§ Problem to solve: Collect every line in the records below that contains the string "rough", and copy each one unchanged.

§ Given data:
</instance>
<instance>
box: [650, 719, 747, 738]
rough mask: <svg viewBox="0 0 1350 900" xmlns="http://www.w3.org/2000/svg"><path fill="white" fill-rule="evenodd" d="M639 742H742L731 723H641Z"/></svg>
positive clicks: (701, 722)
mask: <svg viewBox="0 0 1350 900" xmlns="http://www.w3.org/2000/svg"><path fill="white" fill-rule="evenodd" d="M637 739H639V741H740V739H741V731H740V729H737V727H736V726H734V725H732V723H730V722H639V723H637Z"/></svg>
==
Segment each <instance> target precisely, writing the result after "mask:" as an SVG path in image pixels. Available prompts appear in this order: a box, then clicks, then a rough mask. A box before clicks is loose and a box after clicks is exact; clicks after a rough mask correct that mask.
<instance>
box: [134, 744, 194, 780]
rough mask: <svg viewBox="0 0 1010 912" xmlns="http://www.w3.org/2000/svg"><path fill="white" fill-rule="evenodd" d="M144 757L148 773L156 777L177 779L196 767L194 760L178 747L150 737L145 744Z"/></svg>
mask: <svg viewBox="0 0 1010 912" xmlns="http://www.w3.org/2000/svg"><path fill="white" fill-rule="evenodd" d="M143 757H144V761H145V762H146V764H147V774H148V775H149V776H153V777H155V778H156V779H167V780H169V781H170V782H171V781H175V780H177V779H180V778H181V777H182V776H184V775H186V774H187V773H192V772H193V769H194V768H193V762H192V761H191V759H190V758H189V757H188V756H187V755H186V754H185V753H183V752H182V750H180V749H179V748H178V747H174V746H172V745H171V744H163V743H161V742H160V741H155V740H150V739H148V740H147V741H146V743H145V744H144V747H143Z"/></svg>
---
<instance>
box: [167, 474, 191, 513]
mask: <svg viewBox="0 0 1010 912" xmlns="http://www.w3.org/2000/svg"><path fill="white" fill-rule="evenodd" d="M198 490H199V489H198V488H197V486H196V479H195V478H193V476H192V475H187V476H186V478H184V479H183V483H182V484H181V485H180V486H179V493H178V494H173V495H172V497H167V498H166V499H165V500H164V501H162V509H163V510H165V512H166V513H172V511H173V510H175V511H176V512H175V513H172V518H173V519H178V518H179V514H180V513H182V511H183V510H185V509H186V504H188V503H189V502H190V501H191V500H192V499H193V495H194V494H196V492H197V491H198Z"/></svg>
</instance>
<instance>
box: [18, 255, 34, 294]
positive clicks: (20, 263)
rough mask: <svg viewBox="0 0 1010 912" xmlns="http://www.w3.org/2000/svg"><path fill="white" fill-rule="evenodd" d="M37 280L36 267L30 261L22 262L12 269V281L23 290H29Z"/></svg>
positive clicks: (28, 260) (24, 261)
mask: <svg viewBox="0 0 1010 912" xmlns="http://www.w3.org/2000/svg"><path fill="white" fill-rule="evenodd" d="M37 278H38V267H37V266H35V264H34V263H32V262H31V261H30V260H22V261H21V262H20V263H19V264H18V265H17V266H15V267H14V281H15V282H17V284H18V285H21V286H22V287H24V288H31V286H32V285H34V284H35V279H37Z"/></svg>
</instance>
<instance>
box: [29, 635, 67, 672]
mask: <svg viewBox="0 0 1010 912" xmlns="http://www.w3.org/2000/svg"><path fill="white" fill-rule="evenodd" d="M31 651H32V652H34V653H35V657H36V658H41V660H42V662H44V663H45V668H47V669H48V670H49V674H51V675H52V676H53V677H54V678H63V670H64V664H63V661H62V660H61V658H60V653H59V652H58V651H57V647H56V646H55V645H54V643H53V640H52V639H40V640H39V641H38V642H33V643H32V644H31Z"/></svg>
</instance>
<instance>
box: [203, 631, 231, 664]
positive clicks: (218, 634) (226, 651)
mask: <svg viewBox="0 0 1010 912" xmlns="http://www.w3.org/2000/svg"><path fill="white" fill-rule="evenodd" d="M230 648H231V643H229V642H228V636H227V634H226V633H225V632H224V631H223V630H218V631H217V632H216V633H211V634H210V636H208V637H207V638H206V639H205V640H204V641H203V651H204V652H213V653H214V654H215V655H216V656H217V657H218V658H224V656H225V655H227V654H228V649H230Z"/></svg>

§ Written response:
rough mask: <svg viewBox="0 0 1350 900" xmlns="http://www.w3.org/2000/svg"><path fill="white" fill-rule="evenodd" d="M639 742H742L731 723H641Z"/></svg>
Segment each <instance> target precisely, writing the result after "mask:" as an SVG path in image pixels. Available prompts appear in this order: a box, then clicks, then a rough mask. A box before clicks is loose and a box after clicks is exact; clicks after a rough mask correct that mask.
rough mask: <svg viewBox="0 0 1010 912" xmlns="http://www.w3.org/2000/svg"><path fill="white" fill-rule="evenodd" d="M144 757L148 773L156 777L177 779L196 767L194 760L178 747L150 737L145 744Z"/></svg>
rough mask: <svg viewBox="0 0 1010 912" xmlns="http://www.w3.org/2000/svg"><path fill="white" fill-rule="evenodd" d="M37 280L36 267L30 261L22 262L12 269V281L23 290H29Z"/></svg>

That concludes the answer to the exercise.